[Texte cité]:

Pour que l'APXS fonctionne correctement, il est très important que son détecteur reste froid tout au long des mesures. Un autre avantage du modèle embarqué par Curiosity est sa capacité à fonctionner non seulement de nuit, pour profiter gratuitement des températures nocturnes très basses, mais également de jour, grâce à un dispositif dédié de refroidissement. L'APXS peut également servir à examiner des échantillons de sol déposés sur le plateau d'observation du rover. Une tranche de basalte provenant de la région de New Mexico et enchâssée dans une plaque de nickel sert de référence pour la calibration de l'instrument.

Le lecteur intéressé par l'APXS trouvera des informations complémentaires dans le dossier consacré au rover Sojourner, ainsi que dans celui traitant des Mars Explorations Rover, ces deux robots ayant embarqué un instrument similaire. Tous les APXS ayant volé sur Mars étaient allemands, mais pour une raison étrange, le gouvernement allemand a refusé de financer celui de Curiosity. Le Canada y a vu une opportunité, et l'un des principaux ingénieurs du Max Planck Institute a donc quitté l'Allemagne pour se rendre là-bas et monter une équipe.

CheMin

L'instrument "chimie et minéralogie" (CheMin) est destiné à identifier à et mesurer l'abondance des minéraux dans des échantillons de poudres collectés par la foreuse PADS ou la mini-pelle qui équipent la tourelle du bras robotique.

CheMin est à la fois un spectromètre à fluorescence X (comme l'instrument XRFS des atterrisseurs Viking) et un diffractomètre à rayons X. Cette dernière technologie vole pour la première fois sur Mars, et permet d'identifier de manière très fiable des espèces minérales. Le seuil minimal de détection est d'environ 3 %. Les rayons X utilisés sont produits par une cible de cobalt excitée par un faisceau d'électrons de haute énergie.

La diffraction X est une technique d'analyse qui consiste à exposer un échantillon réduit en poudre à des rayons X. Ceux-ci sont alors diffractés à l'échelle atomique, en produisant des images de diffraction caractéristiques. Tous les minéraux sont par définition cristallins. Dans un cristal, les différents atomes sont arrangés de façon très ordonnés les uns par rapport aux autres. Lorsque les rayons X interagissent avec un réseau cristallin, ils sont diffractés de manière reproductible. En étudiant le détail de cette diffraction, les minéralogistes peuvent en déduire les espacements entre les différents plans atomiques du réseau cristallin, qui sont différents et caractéristiques de chaque espèce minérale. C'est la technique dite de diffractométrie.

[Données fournies]:

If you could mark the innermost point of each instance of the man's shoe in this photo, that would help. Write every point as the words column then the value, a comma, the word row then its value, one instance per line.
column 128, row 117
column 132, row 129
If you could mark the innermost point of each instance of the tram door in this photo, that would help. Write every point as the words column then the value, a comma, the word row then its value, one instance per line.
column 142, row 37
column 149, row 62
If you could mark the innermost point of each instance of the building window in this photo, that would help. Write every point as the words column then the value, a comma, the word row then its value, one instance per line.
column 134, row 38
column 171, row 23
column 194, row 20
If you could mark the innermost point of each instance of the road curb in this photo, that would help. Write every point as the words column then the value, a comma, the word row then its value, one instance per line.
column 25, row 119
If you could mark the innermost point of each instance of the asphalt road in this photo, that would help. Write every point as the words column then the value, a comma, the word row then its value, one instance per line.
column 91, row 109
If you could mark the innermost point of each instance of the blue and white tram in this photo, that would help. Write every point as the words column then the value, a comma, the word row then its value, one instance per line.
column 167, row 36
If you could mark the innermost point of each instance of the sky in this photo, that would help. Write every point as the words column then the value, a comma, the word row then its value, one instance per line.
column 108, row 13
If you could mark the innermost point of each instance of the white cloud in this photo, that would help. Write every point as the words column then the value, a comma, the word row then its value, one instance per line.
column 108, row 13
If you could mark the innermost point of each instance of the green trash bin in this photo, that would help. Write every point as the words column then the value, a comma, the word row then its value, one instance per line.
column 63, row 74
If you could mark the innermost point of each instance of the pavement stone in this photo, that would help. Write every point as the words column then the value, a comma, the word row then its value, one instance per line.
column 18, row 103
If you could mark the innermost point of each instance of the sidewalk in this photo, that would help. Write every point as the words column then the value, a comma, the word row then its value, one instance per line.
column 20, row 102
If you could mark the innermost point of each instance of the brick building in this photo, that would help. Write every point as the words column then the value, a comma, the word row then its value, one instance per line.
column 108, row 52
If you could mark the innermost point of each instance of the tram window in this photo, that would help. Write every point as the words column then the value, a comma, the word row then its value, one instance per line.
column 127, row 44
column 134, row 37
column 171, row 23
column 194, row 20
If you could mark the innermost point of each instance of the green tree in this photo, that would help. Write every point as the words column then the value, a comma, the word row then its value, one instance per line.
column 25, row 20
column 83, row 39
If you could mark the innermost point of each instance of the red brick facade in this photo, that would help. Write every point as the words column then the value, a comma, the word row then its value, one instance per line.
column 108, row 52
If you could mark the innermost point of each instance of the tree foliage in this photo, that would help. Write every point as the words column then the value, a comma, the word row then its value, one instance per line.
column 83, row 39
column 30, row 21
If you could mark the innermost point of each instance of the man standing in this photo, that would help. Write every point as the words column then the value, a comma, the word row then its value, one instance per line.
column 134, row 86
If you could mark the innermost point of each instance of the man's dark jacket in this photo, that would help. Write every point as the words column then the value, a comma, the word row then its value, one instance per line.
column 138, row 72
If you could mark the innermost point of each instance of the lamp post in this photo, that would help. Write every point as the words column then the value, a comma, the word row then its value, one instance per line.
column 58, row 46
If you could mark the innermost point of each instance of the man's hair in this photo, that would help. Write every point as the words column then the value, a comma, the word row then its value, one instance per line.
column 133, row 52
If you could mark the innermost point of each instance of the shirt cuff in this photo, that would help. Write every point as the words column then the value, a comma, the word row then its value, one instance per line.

[Consigne donnée A]: Imprimez sans la moindre modification le passage du texte cité qui commence à "CheMin est à" et se termine à "de haute énergie.".
[Consigne donnée B]: Restituez à l'identique les lignes des enregistrements qui commencent à la ligne contenant "of the pavement" et se terminent à celle contenant "column 18, row 103", ces deux lignes incluses.
Le texte cité et les enregistrements n'ont aucun rapport entre eux.

[Réponse correcte A]:
CheMin est à la fois un spectromètre à fluorescence X (comme l'instrument XRFS des atterrisseurs Viking) et un diffractomètre à rayons X. Cette dernière technologie vole pour la première fois sur Mars, et permet d'identifier de manière très fiable des espèces minérales. Le seuil minimal de détection est d'environ 3 %. Les rayons X utilisés sont produits par une cible de cobalt excitée par un faisceau d'électrons de haute énergie.

[Réponse correcte B]:
If you could mark the innermost point of each instance of the pavement stone in this photo, that would help. Write every point as the words column then the value, a comma, the word row then its value, one instance per line.
column 18, row 103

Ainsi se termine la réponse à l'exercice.